**Required work:**
Collect each line of the material below that contains the string "yellow", and copy those lines unchanged. The match is case-sensitive.

(begin)

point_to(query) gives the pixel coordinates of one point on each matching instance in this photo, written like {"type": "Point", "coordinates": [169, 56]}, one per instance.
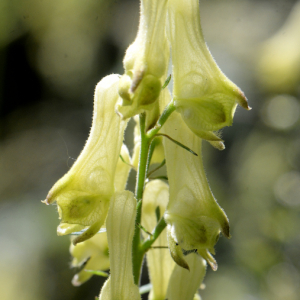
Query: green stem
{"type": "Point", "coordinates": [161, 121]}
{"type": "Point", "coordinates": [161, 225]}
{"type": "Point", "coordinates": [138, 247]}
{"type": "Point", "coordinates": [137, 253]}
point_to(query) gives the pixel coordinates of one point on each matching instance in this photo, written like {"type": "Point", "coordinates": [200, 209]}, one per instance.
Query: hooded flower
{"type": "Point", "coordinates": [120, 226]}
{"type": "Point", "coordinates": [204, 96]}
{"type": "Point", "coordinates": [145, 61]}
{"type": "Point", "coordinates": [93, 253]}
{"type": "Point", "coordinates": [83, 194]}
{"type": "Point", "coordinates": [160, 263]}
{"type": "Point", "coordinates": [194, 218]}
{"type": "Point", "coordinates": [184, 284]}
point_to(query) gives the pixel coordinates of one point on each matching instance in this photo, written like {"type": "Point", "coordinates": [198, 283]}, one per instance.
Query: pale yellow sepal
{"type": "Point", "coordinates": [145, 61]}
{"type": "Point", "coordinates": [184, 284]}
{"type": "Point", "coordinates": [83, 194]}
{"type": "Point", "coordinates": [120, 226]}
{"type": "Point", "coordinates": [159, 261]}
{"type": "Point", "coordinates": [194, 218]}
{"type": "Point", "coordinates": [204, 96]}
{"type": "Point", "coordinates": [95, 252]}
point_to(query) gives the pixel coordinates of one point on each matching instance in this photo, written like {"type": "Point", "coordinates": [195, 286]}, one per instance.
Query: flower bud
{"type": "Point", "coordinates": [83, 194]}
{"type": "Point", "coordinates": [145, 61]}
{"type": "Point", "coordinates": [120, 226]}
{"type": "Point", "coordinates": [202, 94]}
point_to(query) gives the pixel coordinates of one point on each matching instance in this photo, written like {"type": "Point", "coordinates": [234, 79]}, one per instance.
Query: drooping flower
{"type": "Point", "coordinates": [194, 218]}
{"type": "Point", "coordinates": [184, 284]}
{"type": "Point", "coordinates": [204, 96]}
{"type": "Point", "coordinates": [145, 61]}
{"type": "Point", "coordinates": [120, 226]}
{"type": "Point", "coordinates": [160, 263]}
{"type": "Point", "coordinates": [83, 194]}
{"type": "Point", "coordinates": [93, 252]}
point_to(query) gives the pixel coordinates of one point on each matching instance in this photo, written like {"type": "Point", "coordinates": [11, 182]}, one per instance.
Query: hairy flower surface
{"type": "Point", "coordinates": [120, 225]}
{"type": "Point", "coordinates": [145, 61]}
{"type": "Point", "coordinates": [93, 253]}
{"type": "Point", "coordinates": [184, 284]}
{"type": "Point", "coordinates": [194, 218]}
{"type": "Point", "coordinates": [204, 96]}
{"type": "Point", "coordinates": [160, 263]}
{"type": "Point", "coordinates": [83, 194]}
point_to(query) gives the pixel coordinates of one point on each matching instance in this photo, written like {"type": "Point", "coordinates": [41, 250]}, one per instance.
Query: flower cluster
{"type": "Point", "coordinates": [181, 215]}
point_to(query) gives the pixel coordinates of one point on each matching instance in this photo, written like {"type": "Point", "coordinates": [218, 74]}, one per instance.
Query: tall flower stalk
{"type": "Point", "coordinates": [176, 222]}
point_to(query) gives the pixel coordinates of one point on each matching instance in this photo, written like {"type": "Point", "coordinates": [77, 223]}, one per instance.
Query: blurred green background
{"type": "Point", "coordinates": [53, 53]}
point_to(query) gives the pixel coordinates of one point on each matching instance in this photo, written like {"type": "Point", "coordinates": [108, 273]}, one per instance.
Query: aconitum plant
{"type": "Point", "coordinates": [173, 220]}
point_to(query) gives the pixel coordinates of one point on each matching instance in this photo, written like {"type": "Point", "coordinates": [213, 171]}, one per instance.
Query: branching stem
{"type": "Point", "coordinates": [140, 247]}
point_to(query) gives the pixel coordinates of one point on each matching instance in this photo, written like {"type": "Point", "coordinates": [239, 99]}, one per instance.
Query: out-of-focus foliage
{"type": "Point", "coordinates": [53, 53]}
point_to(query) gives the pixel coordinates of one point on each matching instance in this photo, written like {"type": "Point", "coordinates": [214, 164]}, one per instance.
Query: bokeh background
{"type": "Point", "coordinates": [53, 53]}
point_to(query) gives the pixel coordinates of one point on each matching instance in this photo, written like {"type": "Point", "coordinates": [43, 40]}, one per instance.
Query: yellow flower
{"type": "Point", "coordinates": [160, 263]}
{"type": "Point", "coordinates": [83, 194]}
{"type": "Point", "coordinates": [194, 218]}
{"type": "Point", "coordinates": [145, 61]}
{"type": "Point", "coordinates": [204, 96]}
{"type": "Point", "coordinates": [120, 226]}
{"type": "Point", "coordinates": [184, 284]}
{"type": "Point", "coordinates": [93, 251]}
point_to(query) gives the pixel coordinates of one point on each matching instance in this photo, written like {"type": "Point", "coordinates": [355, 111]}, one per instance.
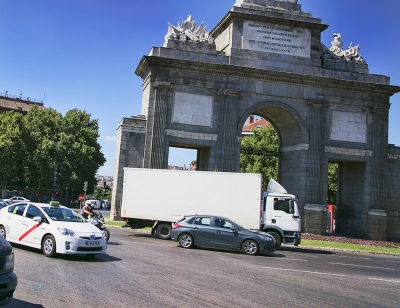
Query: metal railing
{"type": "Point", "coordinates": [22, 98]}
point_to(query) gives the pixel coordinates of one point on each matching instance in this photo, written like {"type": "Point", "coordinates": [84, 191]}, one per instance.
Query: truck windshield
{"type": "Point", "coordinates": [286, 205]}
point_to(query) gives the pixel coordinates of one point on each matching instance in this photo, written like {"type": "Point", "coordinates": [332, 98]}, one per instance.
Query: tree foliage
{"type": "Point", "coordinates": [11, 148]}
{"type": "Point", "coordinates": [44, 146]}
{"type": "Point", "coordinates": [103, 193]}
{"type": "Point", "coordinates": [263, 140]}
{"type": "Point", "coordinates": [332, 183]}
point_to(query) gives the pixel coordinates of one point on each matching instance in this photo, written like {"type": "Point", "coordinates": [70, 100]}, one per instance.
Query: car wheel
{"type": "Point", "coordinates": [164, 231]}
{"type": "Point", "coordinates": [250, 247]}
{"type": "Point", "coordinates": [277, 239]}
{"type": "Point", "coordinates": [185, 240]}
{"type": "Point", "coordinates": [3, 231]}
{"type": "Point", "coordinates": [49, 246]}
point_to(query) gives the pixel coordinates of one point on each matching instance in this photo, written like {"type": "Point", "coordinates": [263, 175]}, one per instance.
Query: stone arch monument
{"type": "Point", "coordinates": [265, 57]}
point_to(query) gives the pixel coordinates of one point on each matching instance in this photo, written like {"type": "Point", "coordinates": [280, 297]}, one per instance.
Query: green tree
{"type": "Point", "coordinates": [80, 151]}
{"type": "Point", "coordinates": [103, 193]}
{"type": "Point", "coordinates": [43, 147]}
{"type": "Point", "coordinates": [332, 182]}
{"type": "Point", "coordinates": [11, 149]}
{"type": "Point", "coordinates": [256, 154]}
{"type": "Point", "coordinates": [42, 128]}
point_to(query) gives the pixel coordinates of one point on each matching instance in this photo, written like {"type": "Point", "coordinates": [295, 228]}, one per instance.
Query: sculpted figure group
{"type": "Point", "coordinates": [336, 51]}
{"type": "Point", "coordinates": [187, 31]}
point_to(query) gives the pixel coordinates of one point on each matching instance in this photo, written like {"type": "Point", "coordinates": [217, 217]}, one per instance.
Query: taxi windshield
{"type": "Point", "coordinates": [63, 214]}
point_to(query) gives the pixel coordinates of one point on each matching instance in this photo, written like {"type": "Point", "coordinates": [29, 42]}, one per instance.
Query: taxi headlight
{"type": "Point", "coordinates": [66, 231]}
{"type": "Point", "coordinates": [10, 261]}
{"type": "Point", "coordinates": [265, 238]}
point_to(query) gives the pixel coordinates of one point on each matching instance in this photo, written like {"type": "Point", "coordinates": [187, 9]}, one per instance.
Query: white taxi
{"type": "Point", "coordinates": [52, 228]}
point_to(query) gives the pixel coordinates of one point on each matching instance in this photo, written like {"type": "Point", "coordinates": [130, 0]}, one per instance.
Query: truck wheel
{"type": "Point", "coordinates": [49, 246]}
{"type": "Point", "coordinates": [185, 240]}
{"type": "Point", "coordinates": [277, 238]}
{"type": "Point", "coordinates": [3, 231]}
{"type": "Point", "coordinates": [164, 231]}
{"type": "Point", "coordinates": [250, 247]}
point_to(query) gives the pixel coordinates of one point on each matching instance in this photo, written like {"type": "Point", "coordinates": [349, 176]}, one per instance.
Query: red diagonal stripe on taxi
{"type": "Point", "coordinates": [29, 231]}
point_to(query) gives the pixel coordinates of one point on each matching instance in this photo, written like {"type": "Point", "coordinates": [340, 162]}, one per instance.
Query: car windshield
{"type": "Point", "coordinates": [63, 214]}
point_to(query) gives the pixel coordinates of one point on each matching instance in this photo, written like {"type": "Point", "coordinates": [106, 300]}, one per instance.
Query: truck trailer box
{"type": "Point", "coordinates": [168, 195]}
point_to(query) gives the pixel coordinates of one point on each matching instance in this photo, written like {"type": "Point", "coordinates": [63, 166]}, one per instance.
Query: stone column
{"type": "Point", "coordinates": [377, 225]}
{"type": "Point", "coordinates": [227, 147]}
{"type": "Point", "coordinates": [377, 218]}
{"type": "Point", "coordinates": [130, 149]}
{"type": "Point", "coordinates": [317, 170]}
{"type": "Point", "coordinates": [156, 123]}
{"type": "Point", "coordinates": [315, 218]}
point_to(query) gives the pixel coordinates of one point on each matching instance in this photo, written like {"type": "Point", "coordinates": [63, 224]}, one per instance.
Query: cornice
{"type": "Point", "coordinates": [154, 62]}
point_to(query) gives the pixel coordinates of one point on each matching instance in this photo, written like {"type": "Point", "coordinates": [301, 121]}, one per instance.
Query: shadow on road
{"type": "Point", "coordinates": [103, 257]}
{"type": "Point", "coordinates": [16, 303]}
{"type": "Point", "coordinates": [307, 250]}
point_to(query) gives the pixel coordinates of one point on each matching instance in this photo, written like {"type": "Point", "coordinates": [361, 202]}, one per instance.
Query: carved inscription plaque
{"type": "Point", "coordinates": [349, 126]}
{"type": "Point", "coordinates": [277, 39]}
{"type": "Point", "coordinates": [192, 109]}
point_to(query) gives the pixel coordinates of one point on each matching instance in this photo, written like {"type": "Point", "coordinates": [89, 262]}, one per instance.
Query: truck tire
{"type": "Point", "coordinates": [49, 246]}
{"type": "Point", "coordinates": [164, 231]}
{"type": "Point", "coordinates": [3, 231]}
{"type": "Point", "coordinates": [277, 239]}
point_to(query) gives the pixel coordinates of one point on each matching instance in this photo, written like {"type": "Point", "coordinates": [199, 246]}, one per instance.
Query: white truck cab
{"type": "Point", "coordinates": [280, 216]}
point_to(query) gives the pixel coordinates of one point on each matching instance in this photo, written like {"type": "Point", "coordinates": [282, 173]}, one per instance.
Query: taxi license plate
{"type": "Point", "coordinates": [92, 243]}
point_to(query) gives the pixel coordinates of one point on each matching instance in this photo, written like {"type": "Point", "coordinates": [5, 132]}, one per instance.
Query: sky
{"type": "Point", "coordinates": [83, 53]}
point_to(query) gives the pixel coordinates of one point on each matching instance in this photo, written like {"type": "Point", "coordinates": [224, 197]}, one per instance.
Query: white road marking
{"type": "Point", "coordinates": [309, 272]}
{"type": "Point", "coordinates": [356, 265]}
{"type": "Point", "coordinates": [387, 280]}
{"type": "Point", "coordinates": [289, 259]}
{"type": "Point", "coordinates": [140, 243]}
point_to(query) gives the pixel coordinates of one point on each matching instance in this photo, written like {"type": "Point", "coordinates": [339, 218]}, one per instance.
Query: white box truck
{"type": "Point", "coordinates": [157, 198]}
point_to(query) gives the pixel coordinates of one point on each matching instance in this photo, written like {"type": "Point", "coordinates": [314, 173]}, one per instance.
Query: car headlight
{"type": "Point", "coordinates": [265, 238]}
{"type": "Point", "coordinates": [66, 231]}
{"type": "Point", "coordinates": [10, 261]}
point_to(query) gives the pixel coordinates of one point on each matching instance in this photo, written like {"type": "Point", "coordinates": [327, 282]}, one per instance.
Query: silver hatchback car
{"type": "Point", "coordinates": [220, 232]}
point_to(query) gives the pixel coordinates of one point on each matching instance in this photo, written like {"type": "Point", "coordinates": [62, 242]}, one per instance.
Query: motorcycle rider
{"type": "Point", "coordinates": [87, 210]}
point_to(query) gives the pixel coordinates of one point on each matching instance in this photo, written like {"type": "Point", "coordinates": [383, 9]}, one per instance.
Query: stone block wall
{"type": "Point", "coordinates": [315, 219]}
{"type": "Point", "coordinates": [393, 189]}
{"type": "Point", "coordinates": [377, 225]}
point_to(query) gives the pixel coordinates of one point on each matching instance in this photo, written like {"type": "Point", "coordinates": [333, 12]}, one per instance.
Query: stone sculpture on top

(end)

**The answer:**
Query: pale yellow sepal
Query: yellow flower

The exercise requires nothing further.